- **Required task**: Extract each line from the records below that contains the string "flowers".

- - -

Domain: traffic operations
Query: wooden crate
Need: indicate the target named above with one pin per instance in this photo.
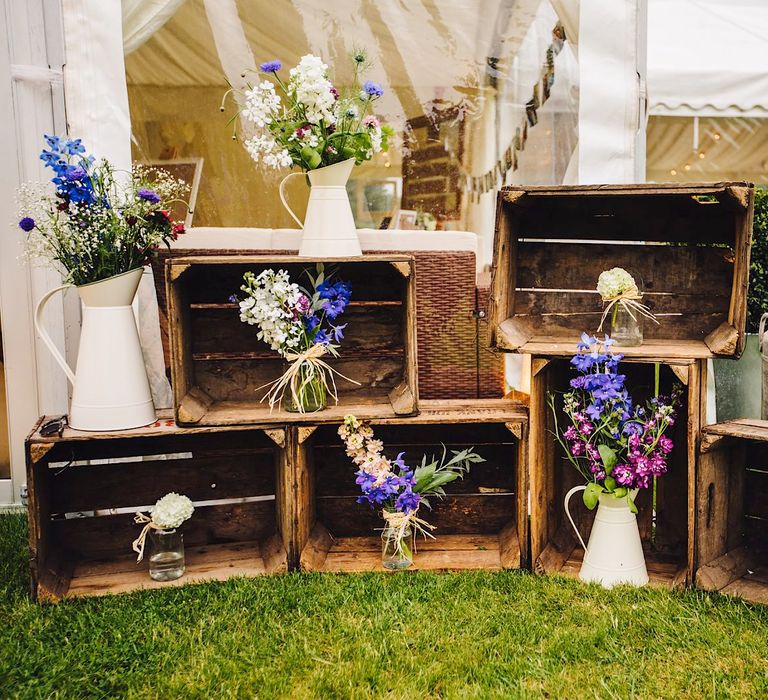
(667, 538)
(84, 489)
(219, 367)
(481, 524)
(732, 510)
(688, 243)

- - -

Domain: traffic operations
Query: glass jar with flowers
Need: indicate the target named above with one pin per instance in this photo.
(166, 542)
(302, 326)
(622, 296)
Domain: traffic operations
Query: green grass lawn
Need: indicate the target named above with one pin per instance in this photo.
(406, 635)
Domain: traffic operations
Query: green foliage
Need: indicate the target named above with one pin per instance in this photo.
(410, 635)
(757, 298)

- - -

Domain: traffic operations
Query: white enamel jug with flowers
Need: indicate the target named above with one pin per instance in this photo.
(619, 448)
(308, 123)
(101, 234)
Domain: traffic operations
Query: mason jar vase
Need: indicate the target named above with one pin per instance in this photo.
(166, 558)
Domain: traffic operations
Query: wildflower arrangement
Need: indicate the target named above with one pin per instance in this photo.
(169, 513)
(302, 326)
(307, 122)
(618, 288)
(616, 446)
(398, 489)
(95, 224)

- - -

- **In response**:
Query: glass jar with flowers
Query: white enamel jug with flowers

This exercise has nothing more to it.